## Work to be completed
Give again only those lines from the start of the entries through the line holding "Target: sliding glass shower door", leaving them as they are.
****************
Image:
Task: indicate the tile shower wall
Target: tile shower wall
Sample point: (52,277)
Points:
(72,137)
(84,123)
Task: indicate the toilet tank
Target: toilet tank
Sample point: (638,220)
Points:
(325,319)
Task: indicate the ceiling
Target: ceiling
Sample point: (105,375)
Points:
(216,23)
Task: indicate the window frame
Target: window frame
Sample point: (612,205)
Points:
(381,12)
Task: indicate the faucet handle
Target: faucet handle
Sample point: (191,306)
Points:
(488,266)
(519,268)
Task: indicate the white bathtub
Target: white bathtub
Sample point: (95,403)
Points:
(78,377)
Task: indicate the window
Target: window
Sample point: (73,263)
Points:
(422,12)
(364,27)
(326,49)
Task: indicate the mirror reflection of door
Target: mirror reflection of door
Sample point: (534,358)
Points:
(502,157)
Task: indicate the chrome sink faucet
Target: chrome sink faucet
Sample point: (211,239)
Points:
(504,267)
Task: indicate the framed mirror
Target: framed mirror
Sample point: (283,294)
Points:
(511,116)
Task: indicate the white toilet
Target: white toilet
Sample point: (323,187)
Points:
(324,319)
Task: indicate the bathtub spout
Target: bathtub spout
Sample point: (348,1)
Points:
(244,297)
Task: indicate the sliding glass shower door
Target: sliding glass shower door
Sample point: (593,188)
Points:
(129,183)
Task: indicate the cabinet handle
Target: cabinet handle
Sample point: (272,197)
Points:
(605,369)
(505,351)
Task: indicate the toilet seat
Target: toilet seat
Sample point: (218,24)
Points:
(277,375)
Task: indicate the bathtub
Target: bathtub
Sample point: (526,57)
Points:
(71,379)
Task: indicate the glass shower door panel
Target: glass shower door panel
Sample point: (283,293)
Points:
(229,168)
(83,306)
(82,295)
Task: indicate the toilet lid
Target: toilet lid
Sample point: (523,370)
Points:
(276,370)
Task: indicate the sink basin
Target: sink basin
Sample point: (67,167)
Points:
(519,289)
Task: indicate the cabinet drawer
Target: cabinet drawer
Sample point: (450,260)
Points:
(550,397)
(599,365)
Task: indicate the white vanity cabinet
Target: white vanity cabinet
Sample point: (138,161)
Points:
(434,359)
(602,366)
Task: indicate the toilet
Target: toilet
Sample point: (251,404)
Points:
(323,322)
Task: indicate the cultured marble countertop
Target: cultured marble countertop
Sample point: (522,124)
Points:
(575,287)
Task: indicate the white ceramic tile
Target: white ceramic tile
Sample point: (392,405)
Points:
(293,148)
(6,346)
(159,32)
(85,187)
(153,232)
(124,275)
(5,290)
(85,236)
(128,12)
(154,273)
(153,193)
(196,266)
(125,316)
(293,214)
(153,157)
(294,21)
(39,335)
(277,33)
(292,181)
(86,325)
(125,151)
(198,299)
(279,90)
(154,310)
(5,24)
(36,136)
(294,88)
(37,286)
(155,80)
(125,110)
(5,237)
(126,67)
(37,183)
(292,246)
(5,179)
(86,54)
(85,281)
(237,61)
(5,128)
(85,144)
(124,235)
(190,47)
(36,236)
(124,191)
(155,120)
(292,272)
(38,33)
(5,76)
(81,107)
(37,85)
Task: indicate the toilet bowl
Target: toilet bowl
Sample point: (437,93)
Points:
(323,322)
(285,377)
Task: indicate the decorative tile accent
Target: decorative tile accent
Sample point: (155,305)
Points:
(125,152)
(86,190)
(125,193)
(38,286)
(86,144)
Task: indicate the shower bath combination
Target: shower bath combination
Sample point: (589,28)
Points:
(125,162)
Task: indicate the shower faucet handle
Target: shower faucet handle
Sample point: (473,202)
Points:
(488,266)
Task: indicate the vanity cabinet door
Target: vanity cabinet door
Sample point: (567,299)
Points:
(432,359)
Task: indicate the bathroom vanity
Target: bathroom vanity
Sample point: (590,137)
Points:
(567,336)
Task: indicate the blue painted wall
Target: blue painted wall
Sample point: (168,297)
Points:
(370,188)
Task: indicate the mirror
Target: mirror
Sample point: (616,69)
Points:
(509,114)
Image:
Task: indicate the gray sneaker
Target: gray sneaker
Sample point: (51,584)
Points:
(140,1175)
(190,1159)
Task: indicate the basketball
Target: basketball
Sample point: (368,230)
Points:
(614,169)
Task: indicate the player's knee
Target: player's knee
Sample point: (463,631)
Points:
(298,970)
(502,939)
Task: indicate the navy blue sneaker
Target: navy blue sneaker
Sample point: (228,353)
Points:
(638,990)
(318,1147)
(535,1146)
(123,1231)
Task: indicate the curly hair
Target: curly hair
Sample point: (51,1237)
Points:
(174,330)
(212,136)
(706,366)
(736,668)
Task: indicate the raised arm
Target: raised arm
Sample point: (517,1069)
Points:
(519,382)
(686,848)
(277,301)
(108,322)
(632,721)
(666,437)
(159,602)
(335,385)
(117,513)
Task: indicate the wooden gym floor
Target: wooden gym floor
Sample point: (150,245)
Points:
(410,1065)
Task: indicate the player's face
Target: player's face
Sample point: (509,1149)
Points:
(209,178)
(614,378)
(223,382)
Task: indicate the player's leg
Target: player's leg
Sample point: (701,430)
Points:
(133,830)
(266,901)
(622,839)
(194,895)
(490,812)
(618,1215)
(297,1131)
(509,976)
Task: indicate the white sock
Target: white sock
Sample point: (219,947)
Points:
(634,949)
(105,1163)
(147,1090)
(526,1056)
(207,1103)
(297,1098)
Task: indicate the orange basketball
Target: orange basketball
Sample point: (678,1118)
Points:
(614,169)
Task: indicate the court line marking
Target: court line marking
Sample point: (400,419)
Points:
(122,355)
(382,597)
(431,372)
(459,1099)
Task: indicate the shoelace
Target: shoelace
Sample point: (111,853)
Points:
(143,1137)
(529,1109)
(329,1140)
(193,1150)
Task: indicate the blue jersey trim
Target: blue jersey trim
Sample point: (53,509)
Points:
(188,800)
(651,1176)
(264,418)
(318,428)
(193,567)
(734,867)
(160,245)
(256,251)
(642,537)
****************
## Response for this exercise
Image:
Task: indicate the tile shower wall
Target: tile shower wall
Sample point: (52,277)
Points:
(72,137)
(84,123)
Task: indicate the toilet tank
Target: toilet tank
Sample point: (638,220)
Points:
(325,319)
Task: indicate the ceiling
Target: ceiling
Sample point: (105,375)
Points:
(216,23)
Task: indicate the window frame
Target: window frame
Sample point: (612,205)
Points:
(381,12)
Task: indicate the faucet handle
Target: faucet handle
Sample point: (191,306)
Points:
(488,266)
(519,268)
Task: indicate the white bathtub
Target: white bathtub
Sample point: (95,403)
Points:
(78,377)
Task: indicate the window
Target: window
Sample point: (73,263)
Points:
(422,12)
(364,27)
(326,49)
Task: indicate the mirror reflection of door
Target: mirror reflection of door
Sample point: (534,358)
Points:
(502,157)
Task: indicate the chrome sink faucet
Target: chrome sink faucet
Sample point: (211,239)
Points:
(504,267)
Task: indicate the framed mirror
Target: framed mirror
Sample point: (283,294)
Points:
(511,116)
Task: indicate the white toilet
Target: white toilet
Sample point: (323,187)
Points:
(324,319)
Task: indicate the bathtub spout
Target: bathtub spout
Sample point: (348,1)
Points:
(244,297)
Task: indicate the sliding glass shower door
Target: sliding glass shower door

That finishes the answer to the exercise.